- [Brief]:
Rescale the coordinates in the answers, starting with the line containing "Segment every instance of the tree" and going on through the last line, by multiplying each one by 1.7 and rounding to the nearest whole number, with halves rounded up. Give only those lines again, requests included, with the new coordinates in place of the old ones.
— START OF Data records —
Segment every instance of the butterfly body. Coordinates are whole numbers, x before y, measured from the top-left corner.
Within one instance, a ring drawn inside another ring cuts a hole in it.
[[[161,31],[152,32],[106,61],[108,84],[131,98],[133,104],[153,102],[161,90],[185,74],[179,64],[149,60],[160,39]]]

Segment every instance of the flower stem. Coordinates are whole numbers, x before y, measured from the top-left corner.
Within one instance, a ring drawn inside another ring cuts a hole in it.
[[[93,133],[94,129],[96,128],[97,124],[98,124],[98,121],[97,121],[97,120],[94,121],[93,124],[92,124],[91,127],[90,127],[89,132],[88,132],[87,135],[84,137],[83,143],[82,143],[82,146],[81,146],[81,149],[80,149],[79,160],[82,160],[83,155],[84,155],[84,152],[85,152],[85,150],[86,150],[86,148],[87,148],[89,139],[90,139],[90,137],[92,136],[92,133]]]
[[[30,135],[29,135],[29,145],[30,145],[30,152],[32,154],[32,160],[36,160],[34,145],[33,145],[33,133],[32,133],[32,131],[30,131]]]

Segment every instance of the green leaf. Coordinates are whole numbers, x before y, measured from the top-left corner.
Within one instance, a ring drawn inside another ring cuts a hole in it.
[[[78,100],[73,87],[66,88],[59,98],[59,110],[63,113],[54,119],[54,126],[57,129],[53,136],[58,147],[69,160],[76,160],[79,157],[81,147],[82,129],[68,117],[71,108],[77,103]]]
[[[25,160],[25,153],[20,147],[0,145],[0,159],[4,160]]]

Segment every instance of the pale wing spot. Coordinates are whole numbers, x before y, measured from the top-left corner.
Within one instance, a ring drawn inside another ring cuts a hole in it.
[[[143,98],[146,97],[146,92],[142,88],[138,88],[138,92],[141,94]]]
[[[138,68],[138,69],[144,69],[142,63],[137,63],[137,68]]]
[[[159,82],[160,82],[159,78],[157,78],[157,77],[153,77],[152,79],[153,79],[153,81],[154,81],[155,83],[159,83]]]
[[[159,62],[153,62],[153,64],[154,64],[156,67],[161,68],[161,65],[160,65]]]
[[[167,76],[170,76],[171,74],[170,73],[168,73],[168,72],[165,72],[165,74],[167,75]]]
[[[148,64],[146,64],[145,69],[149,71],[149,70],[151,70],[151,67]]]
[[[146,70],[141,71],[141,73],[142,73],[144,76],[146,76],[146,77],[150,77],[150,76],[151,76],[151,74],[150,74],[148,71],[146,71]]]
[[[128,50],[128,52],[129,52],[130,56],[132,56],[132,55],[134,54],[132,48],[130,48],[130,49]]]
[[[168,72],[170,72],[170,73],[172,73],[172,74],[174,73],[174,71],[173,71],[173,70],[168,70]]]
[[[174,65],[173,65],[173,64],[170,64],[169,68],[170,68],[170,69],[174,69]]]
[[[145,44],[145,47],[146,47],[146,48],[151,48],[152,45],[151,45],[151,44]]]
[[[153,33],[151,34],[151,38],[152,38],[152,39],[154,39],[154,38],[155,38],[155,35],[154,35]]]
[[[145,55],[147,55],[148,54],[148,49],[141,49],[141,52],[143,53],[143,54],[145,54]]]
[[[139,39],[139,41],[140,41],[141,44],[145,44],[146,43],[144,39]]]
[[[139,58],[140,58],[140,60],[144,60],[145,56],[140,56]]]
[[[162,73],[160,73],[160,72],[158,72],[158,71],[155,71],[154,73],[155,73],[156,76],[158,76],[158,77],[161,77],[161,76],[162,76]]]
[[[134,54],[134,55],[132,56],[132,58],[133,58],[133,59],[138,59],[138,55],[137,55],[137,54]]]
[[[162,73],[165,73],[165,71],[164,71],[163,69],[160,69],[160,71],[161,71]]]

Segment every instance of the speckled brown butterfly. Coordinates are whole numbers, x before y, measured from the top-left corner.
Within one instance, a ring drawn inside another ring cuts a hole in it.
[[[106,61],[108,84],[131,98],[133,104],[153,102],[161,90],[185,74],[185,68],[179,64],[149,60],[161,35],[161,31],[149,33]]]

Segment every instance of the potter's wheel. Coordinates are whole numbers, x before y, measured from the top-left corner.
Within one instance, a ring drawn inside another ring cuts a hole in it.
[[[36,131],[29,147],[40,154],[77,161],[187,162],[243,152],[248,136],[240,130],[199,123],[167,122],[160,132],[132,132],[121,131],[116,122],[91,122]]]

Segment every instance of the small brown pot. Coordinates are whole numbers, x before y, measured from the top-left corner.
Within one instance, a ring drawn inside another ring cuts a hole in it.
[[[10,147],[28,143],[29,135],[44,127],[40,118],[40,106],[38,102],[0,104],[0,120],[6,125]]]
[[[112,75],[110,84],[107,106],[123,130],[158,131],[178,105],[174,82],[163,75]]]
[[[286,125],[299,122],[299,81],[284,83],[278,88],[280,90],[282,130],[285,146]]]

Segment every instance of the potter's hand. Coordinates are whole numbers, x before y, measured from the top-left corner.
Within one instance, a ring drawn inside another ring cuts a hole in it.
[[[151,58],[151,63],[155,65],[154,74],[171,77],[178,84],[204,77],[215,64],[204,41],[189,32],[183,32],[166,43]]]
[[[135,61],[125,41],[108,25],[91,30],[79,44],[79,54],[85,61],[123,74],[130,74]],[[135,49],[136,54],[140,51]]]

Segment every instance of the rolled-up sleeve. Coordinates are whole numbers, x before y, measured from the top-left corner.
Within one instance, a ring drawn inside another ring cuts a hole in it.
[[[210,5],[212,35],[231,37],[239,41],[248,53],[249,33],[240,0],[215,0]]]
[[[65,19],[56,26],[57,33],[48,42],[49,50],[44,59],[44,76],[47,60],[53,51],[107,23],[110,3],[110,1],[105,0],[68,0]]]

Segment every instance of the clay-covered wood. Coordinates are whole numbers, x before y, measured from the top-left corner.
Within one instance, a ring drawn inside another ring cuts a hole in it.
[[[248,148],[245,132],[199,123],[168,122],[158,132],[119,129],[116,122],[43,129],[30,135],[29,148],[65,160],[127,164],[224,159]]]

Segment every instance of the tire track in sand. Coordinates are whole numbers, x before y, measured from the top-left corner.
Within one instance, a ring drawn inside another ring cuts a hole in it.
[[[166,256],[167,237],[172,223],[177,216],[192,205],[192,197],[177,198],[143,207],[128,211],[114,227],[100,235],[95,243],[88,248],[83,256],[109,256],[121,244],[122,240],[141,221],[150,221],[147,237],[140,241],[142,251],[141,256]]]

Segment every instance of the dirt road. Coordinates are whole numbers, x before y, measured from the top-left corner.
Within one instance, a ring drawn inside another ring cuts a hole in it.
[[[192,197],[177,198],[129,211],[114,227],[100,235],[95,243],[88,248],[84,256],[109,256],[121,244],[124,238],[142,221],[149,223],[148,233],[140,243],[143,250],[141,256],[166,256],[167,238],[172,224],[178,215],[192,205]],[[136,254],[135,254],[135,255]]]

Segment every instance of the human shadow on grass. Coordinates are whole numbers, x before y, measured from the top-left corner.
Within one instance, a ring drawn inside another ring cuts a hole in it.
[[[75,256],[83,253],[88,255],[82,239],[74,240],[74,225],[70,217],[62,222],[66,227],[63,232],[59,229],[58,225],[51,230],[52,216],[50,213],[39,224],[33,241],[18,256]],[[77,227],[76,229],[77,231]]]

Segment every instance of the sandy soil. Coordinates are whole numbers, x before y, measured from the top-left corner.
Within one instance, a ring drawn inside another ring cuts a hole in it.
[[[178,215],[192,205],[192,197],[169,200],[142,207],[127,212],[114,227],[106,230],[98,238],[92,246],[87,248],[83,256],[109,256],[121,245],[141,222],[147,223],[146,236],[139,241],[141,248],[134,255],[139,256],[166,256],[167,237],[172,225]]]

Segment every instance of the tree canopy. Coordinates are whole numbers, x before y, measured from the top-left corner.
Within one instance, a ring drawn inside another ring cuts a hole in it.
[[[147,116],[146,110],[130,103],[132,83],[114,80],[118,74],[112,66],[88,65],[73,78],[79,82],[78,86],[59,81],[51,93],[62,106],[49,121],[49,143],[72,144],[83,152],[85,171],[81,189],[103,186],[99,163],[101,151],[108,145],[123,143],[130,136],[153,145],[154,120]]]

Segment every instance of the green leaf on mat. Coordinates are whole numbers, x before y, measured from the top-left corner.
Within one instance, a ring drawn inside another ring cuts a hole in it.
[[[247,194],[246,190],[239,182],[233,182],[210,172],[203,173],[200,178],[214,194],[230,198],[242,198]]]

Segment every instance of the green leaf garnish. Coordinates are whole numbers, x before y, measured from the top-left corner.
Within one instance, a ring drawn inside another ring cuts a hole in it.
— END OF Data records —
- [Solution for this problem]:
Segment every instance of the tree canopy. Coordinates are whole numbers, x before y, measured from the top-left corner.
Within one instance, a ring drawn inside another ring cuts a hole in it.
[[[250,197],[248,187],[221,175],[224,141],[194,136],[201,126],[190,112],[150,111],[124,133],[134,139],[133,146],[100,138],[87,158],[105,180],[83,206],[83,243],[122,245],[141,258],[145,291],[138,321],[175,316],[168,277],[172,257],[184,247],[209,243],[221,231],[260,247],[262,204]]]

Segment every instance of the green leaf on mat. Coordinates are whole numbers, x before y, measured from the top-left corner.
Within one instance, a ring drawn inside another ring cuts a hole in it.
[[[420,330],[418,323],[406,309],[396,309],[357,292],[345,294],[340,303],[364,330],[391,337],[411,337]]]

Segment every instance of the green leaf garnish. Coordinates are whole numbers, x before y, measured from the top-left corner.
Within one instance, a ring drawn inside another ring cuts a hole in it.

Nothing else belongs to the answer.